→ **SELECTION**:
····················

# Dwarf Hairgrass in gravel substrate?



## BradC (Dec 22, 2010)

Welcome!

I have grown DHG in flourite and in aquasoil. 

Planting was easy in flourite but did not grow dense at all. Could just be my experience but it seems like flourite is two large in size for the DHG to send up shoots to the point where it will get nice and thick.

It all depends on how you want it to grow and look. It will grow healthy but might not be as full/dense as you would like.

Like I said this is just my experience though.

Good luck!


----------



## VeeSe (Apr 16, 2011)

The gravel on top of the flourite is much larger than the flourite itself I think.


----------



## Sharkfood (May 2, 2010)

DHG will grow just fine in flourite. It will grow extremely thick in more or less any substrate.

Eventually the roots get down an inch or two and will hold it down in just about any substrate. If the gravel is very large, it may have trouble grabbing hold initially. This means you will have to plant larger clumps, and it may take longer to grow a full carpet.

Root tabs seem to be beneficial when initially growing DHG. They're too difficult to use to be worth the effort once the grass fills in though. DHG forms a very thick sod type of layer under it as it grows.


----------



## v369 (Nov 14, 2010)

as long as your fish dont dig too much should do fine.
i currently have mine in larger grain flourite, in with my cherry shrimp and it does very well


----------

····················

→ **SHORT TASK 1**:
Summarize the dwarf hairgrass thread in three sentences.
→ **SHORT TASK 2**:
Repeat the stretch of the dwarf hairgrass thread from "The gravel on" through "less any substrate.".

····················

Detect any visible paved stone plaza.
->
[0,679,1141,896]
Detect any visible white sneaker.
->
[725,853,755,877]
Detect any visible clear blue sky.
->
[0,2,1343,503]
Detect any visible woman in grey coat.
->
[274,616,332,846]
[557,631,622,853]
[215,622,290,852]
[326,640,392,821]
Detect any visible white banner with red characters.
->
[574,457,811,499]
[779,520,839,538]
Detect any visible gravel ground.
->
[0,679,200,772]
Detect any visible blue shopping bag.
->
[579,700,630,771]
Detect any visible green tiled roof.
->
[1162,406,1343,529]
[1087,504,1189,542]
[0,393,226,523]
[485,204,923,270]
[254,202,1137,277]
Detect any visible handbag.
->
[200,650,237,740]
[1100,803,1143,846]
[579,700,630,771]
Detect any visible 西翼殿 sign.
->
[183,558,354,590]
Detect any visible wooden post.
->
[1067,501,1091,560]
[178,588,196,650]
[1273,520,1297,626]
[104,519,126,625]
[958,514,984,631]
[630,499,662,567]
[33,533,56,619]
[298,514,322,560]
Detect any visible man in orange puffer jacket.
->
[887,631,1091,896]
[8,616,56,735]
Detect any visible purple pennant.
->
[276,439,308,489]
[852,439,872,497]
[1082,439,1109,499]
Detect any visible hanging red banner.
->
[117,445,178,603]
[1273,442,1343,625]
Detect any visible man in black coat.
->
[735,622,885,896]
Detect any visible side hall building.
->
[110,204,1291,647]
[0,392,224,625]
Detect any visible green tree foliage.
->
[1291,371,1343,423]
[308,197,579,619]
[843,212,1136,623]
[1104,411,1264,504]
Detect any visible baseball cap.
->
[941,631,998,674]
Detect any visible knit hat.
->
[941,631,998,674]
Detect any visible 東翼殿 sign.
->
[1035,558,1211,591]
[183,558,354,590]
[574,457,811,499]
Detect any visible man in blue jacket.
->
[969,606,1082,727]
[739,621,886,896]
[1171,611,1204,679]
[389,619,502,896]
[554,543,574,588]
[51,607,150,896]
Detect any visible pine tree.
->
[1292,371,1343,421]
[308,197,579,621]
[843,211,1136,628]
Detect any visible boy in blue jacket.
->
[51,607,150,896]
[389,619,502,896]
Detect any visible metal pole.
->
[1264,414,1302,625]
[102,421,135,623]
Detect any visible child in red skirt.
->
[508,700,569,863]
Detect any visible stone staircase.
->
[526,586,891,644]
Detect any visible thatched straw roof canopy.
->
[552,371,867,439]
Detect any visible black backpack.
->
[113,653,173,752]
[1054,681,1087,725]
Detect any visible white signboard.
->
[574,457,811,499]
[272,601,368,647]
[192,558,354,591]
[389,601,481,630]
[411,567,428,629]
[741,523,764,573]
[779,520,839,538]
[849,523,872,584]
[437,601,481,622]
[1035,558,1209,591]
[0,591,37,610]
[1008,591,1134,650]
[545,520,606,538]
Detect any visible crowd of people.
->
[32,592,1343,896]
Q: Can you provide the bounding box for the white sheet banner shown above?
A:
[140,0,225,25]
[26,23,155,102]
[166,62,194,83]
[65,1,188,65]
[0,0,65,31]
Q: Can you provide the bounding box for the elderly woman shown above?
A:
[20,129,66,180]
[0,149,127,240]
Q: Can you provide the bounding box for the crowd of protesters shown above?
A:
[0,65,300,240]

····················

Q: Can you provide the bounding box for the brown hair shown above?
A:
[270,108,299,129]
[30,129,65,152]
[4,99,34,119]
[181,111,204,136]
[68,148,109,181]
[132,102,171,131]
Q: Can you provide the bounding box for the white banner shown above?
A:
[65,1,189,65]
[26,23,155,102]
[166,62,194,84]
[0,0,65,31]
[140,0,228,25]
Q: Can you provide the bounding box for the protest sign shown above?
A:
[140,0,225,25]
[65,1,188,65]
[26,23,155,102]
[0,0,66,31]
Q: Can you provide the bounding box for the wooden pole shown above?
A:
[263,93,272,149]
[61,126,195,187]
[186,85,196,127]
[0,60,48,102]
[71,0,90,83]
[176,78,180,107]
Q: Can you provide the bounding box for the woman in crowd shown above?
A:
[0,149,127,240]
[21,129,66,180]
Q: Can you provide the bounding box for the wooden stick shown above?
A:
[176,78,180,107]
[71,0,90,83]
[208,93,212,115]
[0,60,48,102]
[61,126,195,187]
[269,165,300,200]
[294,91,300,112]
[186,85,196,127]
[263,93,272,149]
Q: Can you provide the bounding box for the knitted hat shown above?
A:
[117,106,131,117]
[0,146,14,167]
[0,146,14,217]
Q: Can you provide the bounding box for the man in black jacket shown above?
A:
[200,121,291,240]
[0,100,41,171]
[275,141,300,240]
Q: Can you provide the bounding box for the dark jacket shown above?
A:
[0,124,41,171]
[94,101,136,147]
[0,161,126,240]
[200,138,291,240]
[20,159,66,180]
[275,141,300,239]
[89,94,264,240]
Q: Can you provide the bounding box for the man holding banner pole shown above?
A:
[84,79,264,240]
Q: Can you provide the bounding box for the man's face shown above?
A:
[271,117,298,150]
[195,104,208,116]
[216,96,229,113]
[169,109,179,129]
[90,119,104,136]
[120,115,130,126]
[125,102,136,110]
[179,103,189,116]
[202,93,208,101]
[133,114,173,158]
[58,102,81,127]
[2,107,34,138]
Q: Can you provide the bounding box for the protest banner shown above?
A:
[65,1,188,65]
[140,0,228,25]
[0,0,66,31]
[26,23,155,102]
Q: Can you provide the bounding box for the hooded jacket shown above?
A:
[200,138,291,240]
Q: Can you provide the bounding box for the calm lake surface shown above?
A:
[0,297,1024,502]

····················

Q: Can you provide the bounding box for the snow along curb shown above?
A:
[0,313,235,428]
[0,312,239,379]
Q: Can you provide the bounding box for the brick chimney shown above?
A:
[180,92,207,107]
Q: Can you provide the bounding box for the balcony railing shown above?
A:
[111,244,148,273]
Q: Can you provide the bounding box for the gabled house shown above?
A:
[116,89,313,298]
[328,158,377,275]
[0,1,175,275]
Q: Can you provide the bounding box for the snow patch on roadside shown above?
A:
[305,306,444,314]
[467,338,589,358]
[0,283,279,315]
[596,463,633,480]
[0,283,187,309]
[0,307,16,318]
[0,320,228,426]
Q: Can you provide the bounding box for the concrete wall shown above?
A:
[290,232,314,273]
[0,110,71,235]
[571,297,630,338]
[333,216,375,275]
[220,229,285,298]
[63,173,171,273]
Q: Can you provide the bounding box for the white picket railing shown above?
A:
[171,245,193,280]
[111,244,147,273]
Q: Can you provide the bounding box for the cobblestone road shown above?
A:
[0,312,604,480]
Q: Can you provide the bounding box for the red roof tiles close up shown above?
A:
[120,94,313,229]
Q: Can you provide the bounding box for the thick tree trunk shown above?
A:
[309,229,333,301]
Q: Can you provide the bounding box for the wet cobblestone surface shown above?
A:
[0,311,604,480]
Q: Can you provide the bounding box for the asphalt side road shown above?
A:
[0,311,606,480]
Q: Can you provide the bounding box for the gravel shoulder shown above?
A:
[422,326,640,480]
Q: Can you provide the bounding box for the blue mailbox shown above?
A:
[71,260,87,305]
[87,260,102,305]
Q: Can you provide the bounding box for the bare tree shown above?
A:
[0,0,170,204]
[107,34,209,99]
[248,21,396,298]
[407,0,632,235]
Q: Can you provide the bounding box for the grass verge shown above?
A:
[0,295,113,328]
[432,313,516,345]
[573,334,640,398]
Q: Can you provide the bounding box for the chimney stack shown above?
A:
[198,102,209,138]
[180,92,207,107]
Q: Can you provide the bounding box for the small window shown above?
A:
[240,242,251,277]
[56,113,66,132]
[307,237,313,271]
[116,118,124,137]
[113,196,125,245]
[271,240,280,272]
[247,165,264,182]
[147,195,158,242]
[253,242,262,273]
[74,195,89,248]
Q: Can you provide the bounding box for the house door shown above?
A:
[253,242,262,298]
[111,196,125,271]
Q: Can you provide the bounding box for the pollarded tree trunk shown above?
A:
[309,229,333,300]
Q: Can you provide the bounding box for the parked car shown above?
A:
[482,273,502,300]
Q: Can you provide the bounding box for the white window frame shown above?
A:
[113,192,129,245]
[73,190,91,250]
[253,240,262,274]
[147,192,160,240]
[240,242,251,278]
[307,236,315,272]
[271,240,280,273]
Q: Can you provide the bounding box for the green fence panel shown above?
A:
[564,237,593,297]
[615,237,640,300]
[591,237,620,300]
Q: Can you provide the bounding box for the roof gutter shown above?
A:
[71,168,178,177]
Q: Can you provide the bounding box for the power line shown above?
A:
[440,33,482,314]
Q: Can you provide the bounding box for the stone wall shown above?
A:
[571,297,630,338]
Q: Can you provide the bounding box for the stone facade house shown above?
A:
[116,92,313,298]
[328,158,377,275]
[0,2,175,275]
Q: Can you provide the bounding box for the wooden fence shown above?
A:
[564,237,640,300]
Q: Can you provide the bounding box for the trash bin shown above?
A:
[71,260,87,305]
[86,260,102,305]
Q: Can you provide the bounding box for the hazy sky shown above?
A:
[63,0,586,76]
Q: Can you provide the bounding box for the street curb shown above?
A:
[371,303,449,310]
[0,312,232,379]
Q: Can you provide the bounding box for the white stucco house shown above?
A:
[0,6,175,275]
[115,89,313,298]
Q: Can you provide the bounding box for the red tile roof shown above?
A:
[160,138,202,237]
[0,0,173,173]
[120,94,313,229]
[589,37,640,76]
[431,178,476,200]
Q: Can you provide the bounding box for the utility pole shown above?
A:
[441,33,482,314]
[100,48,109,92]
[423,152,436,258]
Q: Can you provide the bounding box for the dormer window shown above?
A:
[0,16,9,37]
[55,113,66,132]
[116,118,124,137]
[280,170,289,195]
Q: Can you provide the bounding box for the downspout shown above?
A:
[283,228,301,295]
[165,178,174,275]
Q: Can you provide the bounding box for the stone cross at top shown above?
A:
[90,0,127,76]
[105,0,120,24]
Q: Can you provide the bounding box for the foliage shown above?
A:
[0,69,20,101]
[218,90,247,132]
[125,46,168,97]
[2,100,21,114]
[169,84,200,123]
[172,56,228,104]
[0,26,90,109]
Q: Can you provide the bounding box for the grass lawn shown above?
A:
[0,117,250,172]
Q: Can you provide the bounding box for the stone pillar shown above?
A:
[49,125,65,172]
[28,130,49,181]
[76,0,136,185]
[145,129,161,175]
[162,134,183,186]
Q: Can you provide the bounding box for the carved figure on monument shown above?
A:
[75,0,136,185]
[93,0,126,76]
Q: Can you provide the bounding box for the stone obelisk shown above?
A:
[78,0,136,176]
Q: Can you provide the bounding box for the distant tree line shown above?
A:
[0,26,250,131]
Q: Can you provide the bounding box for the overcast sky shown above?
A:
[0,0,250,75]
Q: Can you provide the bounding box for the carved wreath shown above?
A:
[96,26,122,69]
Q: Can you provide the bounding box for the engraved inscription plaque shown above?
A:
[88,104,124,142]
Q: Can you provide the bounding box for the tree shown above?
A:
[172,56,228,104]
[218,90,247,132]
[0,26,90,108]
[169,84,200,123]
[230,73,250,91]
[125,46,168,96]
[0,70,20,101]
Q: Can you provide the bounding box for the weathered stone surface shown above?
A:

····················

→ **COMPLETE ANSWER 1**:
One poster found dwarf hairgrass easy to plant in flourite, but it never grew dense, perhaps because the grains were too large for it to send up shoots. Another says it grows thick in almost any substrate once its roots get down an inch or two, though very large gravel can make it hard to anchor at first, so larger clumps and more time may be needed, and root tabs help early on. A third reports it doing very well in larger-grain flourite with cherry shrimp, as long as the fish don't dig too much.

→ **COMPLETE ANSWER 2**:
The gravel on top of the flourite is much larger than the flourite itself I think.


----------



## Sharkfood (May 2, 2010)

DHG will grow just fine in flourite. It will grow extremely thick in more or less any substrate.